▶ _Records for this task_:
============================================================
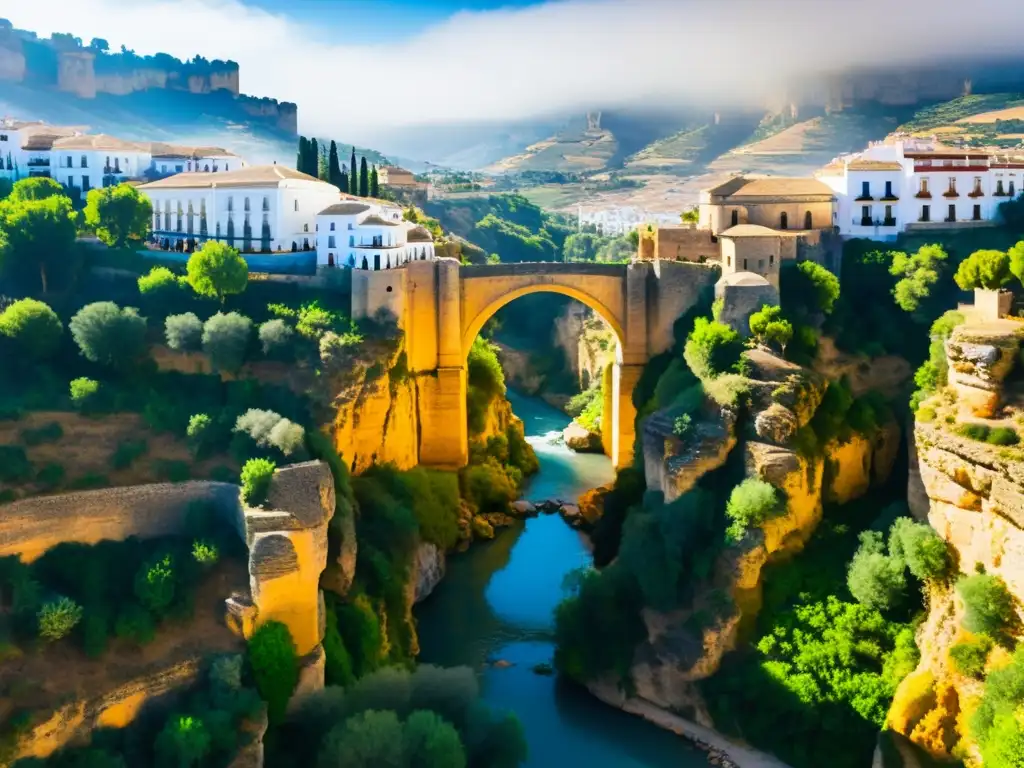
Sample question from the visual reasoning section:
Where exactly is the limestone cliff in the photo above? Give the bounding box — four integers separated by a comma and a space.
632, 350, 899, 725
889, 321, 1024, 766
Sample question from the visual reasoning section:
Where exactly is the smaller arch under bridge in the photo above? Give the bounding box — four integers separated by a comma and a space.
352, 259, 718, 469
============================================================
▶ _Your objective_:
Lay out every line of text from the entries above as a JSON list of strings, one string per line and no blank lines. Leave the pictures out.

▶ _Output of the exercise_:
[
  "Sample question from the visual reasoning section:",
  "Where exactly is the limestone cliff in the photo above? Give the bounding box — four integers separated by a comma and a space.",
  "632, 350, 899, 725",
  "889, 321, 1024, 766",
  "Sample question from the visual reasoning section:",
  "Where exactly is the smaller arch under bridge in the photo above? Give the bounding box — four integers separated by a comma and a space.",
  "352, 259, 718, 469"
]